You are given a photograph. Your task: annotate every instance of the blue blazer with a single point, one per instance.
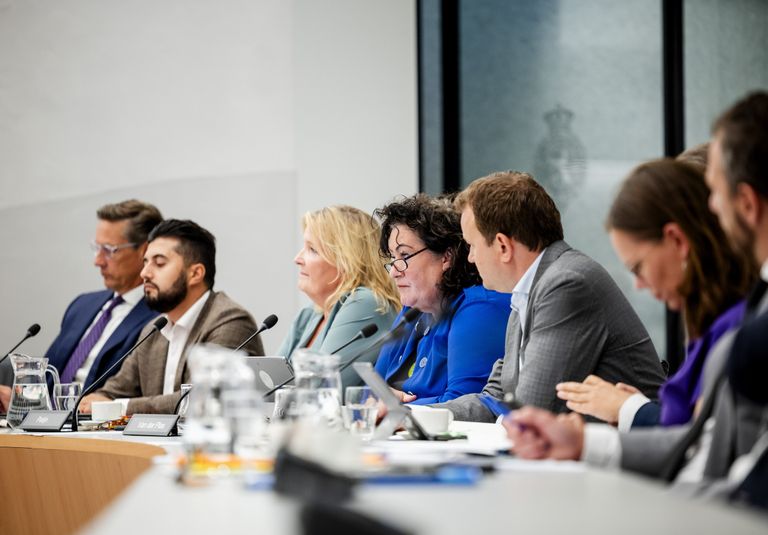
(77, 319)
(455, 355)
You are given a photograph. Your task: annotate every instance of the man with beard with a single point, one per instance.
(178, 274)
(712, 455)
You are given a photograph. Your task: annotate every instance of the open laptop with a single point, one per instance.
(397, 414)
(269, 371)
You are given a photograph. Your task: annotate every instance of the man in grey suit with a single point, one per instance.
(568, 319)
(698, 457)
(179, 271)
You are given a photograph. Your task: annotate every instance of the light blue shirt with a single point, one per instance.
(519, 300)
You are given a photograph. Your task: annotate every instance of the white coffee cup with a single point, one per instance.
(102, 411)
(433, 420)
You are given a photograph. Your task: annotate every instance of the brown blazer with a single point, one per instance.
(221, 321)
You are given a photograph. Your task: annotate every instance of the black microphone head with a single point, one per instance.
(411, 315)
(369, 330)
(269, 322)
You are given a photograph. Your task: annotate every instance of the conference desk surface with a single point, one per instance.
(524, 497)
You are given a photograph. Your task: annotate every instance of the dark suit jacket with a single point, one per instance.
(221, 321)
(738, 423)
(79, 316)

**TASK GOAL:** Taking the line with "head with a single point, one per instance." as the first, copy every line through the end of the entries above exactly, with no others.

**TASK RESPONSE:**
You are given a photograph. Your task: annotate every instance of the black microphone head with a single point, one per instance.
(411, 315)
(369, 330)
(269, 322)
You are given a photograph. Your task: annotate every instance of the conference desk surface with a single point, one per instance.
(524, 497)
You are given a photograph. Your task: annotate every instance of the dark suit jacket with a single point, one per instance.
(221, 321)
(738, 423)
(79, 316)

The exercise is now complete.